__ЗАДАНИЯ__
• A. Какой датой помечена последняя запись в дневнике, о котором говорится во фрагменте текста?
• B. Перепишите дословно часть фрагмента текста: начните с того места, где стоят слова «Подростком я очень», и остановитесь после слов «я попытаюсь сформулировать.».
• C. Определите, соответствуют ли фрагменту текста следующие утверждения: (i) российский заграничный паспорт удалось найти; (ii) дневник лежал в ящике прикроватной тумбочки; (iii) девушка из рассказа уходит к другому мужчине. На каждое утверждение ответьте «да» или «нет» и приведите точную цитату, которая это подтверждает.

Мы слеплены из разных кусочков

Подростком я очень любил Хемингуэя и прочел, кажется, все, что было переведено. Потом эта любовь, как все романтическое, рассеялась, но последнее время я по разным поводам вспоминаю один его рассказ The sea change, на русский переведенный как Перемены. О том, как от молодого мужчины уходит его девушка и уходит к другой девушке. А перед этим говорит с ним, опасаясь его резкой реакции и испытывая к нему нежность.  «Мы слеплены из разных кусочков», говорит она, объясняя ему, что в ней происходит. И добавляет: «Ты пользовался этим, сколько хотел». Она объясняет, что он пользовался одной ее частью, но эта часть в ней не единственная. Это о том, что я попытаюсь сформулировать.

Я так и не нашел свой российский заграничный паспорт, но нашел еще один Танькин дневник. Он лежал в ящике прикроватной тумбочки, буквально у нее под рукой.  Он начинается 19 июля 2015 года, последняя запись датирована 3 октября 2021, через три дня после моей операции по удалению рака простаты; еще есть несколько разрозненных листков, вырванных из какого-то другого блокнота, но имеющих отношение к более ранним датам, они лежали под дневником.

__ЛИСТИНГ ДАННЫХ__
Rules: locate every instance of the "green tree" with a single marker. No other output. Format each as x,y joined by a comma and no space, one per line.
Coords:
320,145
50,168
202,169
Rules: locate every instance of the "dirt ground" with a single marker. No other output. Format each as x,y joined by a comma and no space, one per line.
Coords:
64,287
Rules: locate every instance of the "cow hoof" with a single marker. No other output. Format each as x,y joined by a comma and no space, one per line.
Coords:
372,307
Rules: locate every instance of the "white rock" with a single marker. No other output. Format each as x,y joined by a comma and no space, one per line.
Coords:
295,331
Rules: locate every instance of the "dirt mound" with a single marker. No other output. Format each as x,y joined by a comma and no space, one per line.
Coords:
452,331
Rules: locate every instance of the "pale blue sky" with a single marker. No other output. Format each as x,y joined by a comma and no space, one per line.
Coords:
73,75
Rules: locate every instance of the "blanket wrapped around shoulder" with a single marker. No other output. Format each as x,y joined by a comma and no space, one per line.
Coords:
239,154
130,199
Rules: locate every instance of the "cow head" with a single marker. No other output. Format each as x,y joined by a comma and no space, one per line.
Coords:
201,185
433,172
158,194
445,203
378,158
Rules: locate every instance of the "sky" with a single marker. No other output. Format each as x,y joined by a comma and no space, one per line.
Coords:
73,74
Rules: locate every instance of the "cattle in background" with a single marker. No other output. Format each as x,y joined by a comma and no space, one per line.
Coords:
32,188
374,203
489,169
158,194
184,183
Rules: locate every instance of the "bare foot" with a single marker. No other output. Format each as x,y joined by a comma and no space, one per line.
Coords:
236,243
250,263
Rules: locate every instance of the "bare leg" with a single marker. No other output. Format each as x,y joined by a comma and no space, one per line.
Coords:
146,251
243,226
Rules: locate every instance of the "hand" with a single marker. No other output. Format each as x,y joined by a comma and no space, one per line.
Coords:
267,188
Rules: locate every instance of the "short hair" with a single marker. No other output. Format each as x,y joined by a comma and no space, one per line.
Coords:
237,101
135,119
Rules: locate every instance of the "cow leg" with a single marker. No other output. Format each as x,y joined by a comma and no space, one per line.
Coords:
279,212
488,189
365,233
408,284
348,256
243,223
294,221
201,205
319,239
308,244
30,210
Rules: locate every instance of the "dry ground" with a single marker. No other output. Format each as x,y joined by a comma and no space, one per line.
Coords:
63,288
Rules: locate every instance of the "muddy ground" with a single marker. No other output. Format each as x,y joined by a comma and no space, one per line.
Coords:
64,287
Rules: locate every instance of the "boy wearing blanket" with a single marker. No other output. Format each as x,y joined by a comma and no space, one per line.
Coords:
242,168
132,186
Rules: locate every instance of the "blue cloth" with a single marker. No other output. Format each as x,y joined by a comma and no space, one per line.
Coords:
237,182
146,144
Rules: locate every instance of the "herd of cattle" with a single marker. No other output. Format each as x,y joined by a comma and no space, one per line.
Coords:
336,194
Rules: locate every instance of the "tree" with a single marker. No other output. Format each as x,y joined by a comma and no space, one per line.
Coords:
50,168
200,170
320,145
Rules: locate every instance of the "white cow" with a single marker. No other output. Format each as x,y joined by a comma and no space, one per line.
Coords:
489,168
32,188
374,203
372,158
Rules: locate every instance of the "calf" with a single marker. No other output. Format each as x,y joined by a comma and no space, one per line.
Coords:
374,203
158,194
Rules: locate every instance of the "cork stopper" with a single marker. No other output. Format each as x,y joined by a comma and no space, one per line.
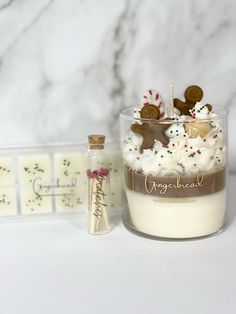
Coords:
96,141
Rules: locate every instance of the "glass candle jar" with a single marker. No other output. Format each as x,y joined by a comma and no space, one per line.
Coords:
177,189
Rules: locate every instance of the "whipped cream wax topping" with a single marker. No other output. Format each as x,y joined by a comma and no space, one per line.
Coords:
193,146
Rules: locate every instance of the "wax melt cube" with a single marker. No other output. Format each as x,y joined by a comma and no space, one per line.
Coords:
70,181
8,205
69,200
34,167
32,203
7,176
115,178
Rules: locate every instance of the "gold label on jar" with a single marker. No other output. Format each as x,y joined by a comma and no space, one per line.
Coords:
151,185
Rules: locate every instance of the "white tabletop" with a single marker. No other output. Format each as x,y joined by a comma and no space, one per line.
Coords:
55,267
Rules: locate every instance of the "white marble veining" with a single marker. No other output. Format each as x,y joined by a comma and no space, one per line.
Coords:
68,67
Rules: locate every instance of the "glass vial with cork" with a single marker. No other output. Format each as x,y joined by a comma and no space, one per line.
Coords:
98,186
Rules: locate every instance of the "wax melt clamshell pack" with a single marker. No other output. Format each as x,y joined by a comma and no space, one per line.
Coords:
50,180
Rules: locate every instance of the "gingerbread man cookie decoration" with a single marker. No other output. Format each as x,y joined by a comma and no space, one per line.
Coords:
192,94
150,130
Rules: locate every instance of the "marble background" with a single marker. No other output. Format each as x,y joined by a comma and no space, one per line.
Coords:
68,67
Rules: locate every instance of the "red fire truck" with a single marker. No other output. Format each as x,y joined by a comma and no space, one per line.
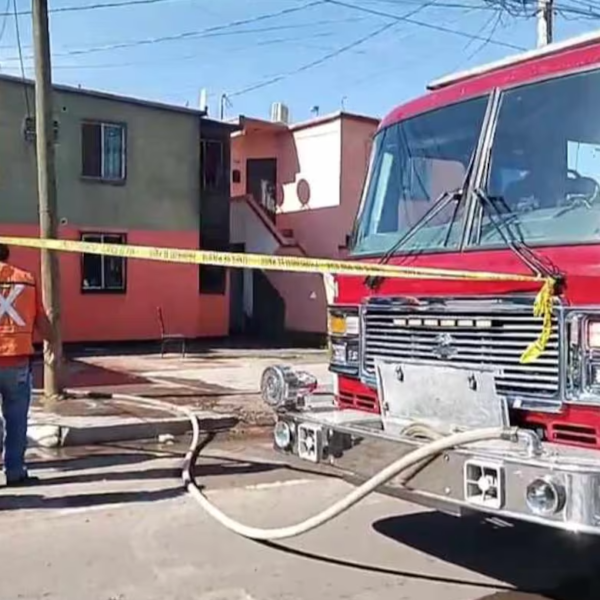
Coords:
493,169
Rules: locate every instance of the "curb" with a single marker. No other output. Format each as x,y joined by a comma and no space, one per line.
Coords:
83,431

==

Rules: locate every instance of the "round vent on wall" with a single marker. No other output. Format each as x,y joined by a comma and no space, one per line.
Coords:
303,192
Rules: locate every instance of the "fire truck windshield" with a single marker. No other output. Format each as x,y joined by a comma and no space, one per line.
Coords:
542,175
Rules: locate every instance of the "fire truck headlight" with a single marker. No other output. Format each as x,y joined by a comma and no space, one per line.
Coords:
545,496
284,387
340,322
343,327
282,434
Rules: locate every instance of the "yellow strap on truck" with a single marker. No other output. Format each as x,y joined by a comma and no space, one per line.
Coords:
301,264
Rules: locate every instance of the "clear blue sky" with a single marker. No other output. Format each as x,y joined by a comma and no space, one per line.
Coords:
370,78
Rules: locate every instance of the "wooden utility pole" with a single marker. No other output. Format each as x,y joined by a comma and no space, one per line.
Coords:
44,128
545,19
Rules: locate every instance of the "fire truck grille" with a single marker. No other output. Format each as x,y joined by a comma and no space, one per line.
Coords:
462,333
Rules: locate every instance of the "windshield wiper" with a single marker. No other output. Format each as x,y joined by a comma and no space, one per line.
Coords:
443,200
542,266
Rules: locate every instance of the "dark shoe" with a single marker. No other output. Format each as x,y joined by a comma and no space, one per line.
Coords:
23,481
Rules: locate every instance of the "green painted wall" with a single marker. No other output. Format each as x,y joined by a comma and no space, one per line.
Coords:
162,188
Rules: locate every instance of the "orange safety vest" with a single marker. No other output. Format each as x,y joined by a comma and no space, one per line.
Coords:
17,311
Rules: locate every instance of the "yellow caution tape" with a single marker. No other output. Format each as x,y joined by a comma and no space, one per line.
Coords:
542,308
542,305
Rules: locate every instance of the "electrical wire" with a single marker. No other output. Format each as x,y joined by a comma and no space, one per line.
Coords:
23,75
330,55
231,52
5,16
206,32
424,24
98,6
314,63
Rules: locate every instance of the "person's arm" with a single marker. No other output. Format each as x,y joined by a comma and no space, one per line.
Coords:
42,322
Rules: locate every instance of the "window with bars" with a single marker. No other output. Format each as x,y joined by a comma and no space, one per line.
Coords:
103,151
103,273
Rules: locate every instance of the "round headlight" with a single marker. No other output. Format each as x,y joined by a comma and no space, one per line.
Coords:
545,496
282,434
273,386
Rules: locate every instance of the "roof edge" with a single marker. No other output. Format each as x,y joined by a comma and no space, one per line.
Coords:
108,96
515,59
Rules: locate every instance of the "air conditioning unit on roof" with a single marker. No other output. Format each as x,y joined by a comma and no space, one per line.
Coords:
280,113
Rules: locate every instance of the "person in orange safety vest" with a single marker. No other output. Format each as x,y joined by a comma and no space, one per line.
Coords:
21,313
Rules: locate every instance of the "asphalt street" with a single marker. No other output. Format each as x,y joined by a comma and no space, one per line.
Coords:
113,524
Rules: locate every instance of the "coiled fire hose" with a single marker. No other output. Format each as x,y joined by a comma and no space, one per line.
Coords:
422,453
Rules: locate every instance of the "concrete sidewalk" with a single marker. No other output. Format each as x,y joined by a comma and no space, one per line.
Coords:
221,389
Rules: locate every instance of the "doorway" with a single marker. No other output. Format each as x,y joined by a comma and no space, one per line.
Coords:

__ОТВЕТЫ К ЗАДАНИЯМ__
• A. Последняя запись датирована 3 октября 2021 года.

• B.
Подростком я очень любил Хемингуэя и прочел, кажется, все, что было переведено. Потом эта любовь, как все романтическое, рассеялась, но последнее время я по разным поводам вспоминаю один его рассказ The sea change, на русский переведенный как Перемены. О том, как от молодого мужчины уходит его девушка и уходит к другой девушке. А перед этим говорит с ним, опасаясь его резкой реакции и испытывая к нему нежность.  «Мы слеплены из разных кусочков», говорит она, объясняя ему, что в ней происходит. И добавляет: «Ты пользовался этим, сколько хотел». Она объясняет, что он пользовался одной ее частью, но эта часть в ней не единственная. Это о том, что я попытаюсь сформулировать.

• C.
(i) Нет: «Я так и не нашел свой российский заграничный паспорт».
(ii) Да: «Он лежал в ящике прикроватной тумбочки».
(iii) Нет: «уходит к другой девушке».